## [Task to carry out]
Convert the lines of the material below into a numbered list, starting at the line containing "TARGET = green foliage" and running through the end of the material, with both ends included. Leave out any blank lines.

Object position labeling material
>>>>
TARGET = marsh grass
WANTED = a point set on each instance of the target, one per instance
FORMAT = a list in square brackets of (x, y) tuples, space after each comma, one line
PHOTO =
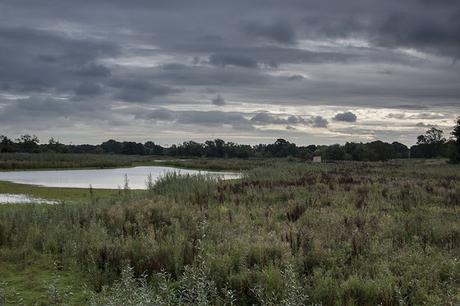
[(287, 233)]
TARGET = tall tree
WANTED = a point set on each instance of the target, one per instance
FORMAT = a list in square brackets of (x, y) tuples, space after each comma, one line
[(456, 133)]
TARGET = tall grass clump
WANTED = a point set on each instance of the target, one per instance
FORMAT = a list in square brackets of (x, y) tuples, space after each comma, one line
[(286, 233)]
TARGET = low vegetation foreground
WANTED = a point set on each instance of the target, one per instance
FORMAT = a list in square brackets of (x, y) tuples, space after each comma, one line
[(287, 233)]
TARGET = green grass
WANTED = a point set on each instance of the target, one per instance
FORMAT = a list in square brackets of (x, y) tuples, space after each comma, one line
[(30, 281), (30, 161), (287, 233)]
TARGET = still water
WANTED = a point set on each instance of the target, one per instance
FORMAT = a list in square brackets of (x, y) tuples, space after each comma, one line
[(101, 178)]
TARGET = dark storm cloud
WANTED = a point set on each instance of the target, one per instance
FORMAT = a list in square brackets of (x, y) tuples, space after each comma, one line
[(88, 89), (319, 122), (228, 59), (218, 101), (281, 31), (205, 118), (267, 118), (139, 90), (88, 58), (39, 60), (346, 117)]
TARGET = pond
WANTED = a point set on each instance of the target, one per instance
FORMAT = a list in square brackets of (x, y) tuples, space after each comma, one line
[(102, 178), (7, 198)]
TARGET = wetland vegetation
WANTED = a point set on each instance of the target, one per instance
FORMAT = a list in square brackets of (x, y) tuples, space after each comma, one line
[(287, 233)]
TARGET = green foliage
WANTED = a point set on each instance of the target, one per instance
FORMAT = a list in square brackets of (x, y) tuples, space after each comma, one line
[(287, 233)]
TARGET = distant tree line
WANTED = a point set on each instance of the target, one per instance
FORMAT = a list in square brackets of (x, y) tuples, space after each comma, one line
[(430, 145)]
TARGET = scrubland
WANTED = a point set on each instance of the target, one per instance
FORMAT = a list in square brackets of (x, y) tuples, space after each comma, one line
[(287, 233)]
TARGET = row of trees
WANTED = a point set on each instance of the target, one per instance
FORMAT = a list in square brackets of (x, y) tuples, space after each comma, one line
<<<<
## [Answer to the exercise]
1. TARGET = green foliage
2. WANTED = a point set on each instance of the target, one per instance
3. FORMAT = a list in square brackets of (x, y) tuples, space after each comma, one line
4. [(287, 233)]
5. TARGET = distant tree line
6. WANTED = a point set on each instance of the target, one per instance
7. FORMAT = a list in square brackets of (x, y) tuples, space after each comma, one line
8. [(430, 145)]
9. TARGET = scrubland
10. WANTED = a point set on each instance of the target, one per instance
11. FORMAT = a list in square brackets of (x, y) tuples, space after each comma, one line
12. [(287, 233)]
13. TARGET = row of trees
14. WANTED = a point set on each instance of the target, one per instance
15. FORMAT = a list in square brackets of (x, y) tuples, space after each comma, one line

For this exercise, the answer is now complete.